● **TASK DESCRIPTION**: Render the listing below as a JSON array of strings, with one string for each line and no blank lines.
— BEGIN PROVIDED DATA —
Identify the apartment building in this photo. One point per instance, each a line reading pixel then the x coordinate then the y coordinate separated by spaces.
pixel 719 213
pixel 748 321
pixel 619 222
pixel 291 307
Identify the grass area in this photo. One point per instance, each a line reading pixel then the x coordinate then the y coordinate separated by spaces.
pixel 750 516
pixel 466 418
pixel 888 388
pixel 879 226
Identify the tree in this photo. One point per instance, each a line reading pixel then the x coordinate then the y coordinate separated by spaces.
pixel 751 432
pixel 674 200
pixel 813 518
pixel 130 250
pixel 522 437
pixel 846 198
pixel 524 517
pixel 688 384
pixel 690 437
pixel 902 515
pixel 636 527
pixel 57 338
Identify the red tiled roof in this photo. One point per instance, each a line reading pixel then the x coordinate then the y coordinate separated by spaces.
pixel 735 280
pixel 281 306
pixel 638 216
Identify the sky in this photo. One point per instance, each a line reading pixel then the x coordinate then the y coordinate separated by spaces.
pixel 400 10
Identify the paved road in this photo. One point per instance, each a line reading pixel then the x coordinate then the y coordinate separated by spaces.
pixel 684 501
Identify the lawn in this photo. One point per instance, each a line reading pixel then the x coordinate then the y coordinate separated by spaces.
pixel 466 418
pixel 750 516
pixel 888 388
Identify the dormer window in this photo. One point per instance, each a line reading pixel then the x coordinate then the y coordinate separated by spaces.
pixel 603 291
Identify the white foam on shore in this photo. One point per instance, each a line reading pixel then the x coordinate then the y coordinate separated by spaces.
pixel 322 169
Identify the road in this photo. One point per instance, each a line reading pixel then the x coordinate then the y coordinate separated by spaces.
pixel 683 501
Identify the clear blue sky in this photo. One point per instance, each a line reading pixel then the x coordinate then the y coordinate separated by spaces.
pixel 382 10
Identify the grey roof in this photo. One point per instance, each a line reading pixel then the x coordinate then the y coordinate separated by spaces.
— END PROVIDED DATA —
● **REPLY**:
[
  "Identify the apartment building in this photo. One point per instance, each a line reading pixel then the x coordinate then the y coordinate separated by spaces.",
  "pixel 719 213",
  "pixel 748 321",
  "pixel 619 222",
  "pixel 291 307",
  "Identify the grass area in this photo. One point per instance, each a line reading pixel then the x coordinate then the y coordinate separated by spaces.",
  "pixel 750 516",
  "pixel 466 418",
  "pixel 888 388",
  "pixel 879 226",
  "Identify the tree in this photo. One point per instance, each a line reading pixel then the x coordinate then the y coordinate separated by spaces.",
  "pixel 751 432",
  "pixel 674 200",
  "pixel 813 518",
  "pixel 130 250",
  "pixel 522 437",
  "pixel 846 198",
  "pixel 524 517",
  "pixel 688 384",
  "pixel 690 437",
  "pixel 902 515",
  "pixel 636 527",
  "pixel 57 338",
  "Identify the red tiled roof in this photo. One point per instance, each a line reading pixel then the x coordinate then the y coordinate separated by spaces.",
  "pixel 735 280",
  "pixel 281 306",
  "pixel 638 216",
  "Identify the sky in this photo. One point per instance, each a line reading pixel then the x coordinate then the y coordinate separated by spaces.",
  "pixel 400 10",
  "Identify the paved road in this photo. One point per instance, each a line reading pixel then the x coordinate then the y coordinate separated by spaces.",
  "pixel 684 501",
  "Identify the lawn in this photo. One point per instance, each a line reading pixel then the x coordinate then the y coordinate separated by spaces.",
  "pixel 466 418",
  "pixel 750 516",
  "pixel 888 388",
  "Identify the dormer window in this photo. One point per instance, each a line reading pixel then the x coordinate then the y coordinate separated by spaces.",
  "pixel 603 291",
  "Identify the white foam on shore in this photo. One point per instance, each a line reading pixel then the x coordinate then the y coordinate separated by spaces.",
  "pixel 322 169",
  "Identify the road in this photo. One point per instance, each a line reading pixel then the x coordinate then the y coordinate separated by spaces.",
  "pixel 683 501",
  "Identify the clear blue sky in this photo. One point per instance, each a line reading pixel then the x coordinate then the y coordinate separated by spaces.",
  "pixel 382 10",
  "Identify the grey roof in this photo. One point per instance, each a line reading pixel then the x coordinate then the y coordinate separated by spaces."
]